### [EXERCISE TASK A]
Convert the listing into a Markdown table with the columns Row and Line, one row per line and blank lines omitted. Begin at the line that contains "Would it be possible for you to locate the dog's head" and stop after the line that contains "43, 18, 50, 28".

### [SELECTED EXCERPT]
The Outsourced DPO has been looking at the impact of a hard Brexit for some of his clients – what a roller coaster ride that is. In her blog of 13th December, Elizabeth Denham stated that, “the Government has already made clear its intention to permit data to flow from the UK to EEA countries. But transfers of personal information from the EEA to the UK will be affected.”[ her emphasis not mine. But this is not rocket science, we are not trying to land a spaceship on the dark side of the moon here – but controllers and processors need to get on with planning for this eventuality to avoid disruption and potential regulatory action.
There are four scenarios:
- you are a controller established in the UK providing services solely in the UK and making no disclosures and sharing no personal data with other organisations outside the UK;
- you are a controller established only in the UK providing services solely in the UK and engaging processors or disclosing personal data to other controllers in the EU;
- you are a controller established only in the UK providing services to people in the EU;
- you are a processor established in the UK acting on behalf controllers or other processors who are based in the EU.
The first scenario represents a rare breed but we have some clients who fall into this category. These organisations are unaffected by Brexit in terms of data protection law. If the UK leaves the EU without a deal they are no longer required to observe the GDPR and instead must comply with the Data Protection Act 2018 (DPA2018). The Government has made clear that the General Data Protection Regulation (GDPR) will be absorbed into UK law at the point of exit, so there will be no substantive change to the rules according to the ICO’s pre-Christmas blog. So in effect nothing changes for these folks.
The second scenario represents a lot of small companies. The Outsourced DPO’s smallest client is a firm of 7 people who specialise in removing asbestos from buildings. They use Office 365 and Dropbox and by doing so have engaged data processors based in the EU and the USA. For them, nothing really changes as both the US-based processor (Dropbox) and the EU-based processor (Microsoft) have built the European Commission’s standard contractual clauses into their master services agreement which will remain valid under British law – the DPA2018. However this firm might struggle to win work in the EU because, as stated by the ICO, the transfers of personal data from the EEA to the UK will be affected and that potentially puts them at a disadvantage as compared to their European competition. Organisations in this category need to figure out what they need in place to be able to persuade
The Outsourced DPO has many customers falling into the third scenario from small businesses with European office-outposts, foreign owned businesses where our client is the UK outpost, through to multi-national businesses where either the UK is the global hub or acts as a regional headquarters with centralised services such as HR based in the UK. For these types of organisation the situation is a little more complex. To illustrate the point let’s look at one client who is an international company based in Dubai with their regional office for Europe and Russia in London. The company has offices in France, Germany, Cyprus, Spain, Romania, Turkey, Belgium and the UK. The HR department for the region is based in London and processes HR-related personal data for employees of all the European offices.

### [EXERCISE TASK B]
In the post on Brexit and data protection, what does the Outsourced DPO's smallest client specialize in?

### [RAW RECORDS]
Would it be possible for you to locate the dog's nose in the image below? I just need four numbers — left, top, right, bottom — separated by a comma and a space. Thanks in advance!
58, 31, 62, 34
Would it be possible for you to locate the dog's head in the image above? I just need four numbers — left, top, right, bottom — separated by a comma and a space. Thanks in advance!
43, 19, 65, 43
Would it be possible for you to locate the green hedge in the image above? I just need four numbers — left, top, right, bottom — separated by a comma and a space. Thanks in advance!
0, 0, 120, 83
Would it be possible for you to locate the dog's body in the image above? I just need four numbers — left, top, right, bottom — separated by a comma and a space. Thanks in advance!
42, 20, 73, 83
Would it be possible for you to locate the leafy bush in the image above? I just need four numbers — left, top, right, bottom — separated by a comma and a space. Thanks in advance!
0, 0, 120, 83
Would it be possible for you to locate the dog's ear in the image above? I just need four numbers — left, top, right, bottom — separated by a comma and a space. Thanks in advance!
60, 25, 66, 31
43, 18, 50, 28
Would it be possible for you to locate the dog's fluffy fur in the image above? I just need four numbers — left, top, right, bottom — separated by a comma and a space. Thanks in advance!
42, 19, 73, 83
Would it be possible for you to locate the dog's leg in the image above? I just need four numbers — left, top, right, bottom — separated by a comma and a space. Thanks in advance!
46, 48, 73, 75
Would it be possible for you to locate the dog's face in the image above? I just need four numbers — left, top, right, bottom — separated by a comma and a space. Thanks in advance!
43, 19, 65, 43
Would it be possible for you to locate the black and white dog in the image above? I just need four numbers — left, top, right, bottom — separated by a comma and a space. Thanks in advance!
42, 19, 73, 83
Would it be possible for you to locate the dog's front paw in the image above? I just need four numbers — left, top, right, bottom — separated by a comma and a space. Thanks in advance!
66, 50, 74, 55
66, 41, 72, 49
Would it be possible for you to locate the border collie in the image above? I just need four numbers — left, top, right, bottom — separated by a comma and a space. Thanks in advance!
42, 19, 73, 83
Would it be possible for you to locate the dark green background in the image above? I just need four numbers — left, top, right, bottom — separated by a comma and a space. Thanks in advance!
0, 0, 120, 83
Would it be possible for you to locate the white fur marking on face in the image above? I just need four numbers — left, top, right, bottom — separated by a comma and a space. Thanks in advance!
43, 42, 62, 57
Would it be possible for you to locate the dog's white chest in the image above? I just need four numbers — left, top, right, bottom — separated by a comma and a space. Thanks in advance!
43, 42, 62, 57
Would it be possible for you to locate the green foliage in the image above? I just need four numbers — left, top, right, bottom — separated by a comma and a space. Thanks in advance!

### [WRITTEN REPLY A]
| Row | Line |
|---|---|
| 1 | Would it be possible for you to locate the dog's head in the image above? I just need four numbers — left, top, right, bottom — separated by a comma and a space. Thanks in advance! |
| 2 | 43, 19, 65, 43 |
| 3 | Would it be possible for you to locate the green hedge in the image above? I just need four numbers — left, top, right, bottom — separated by a comma and a space. Thanks in advance! |
| 4 | 0, 0, 120, 83 |
| 5 | Would it be possible for you to locate the dog's body in the image above? I just need four numbers — left, top, right, bottom — separated by a comma and a space. Thanks in advance! |
| 6 | 42, 20, 73, 83 |
| 7 | Would it be possible for you to locate the leafy bush in the image above? I just need four numbers — left, top, right, bottom — separated by a comma and a space. Thanks in advance! |
| 8 | 0, 0, 120, 83 |
| 9 | Would it be possible for you to locate the dog's ear in the image above? I just need four numbers — left, top, right, bottom — separated by a comma and a space. Thanks in advance! |
| 10 | 60, 25, 66, 31 |
| 11 | 43, 18, 50, 28 |

### [WRITTEN REPLY B]
Removing asbestos from buildings.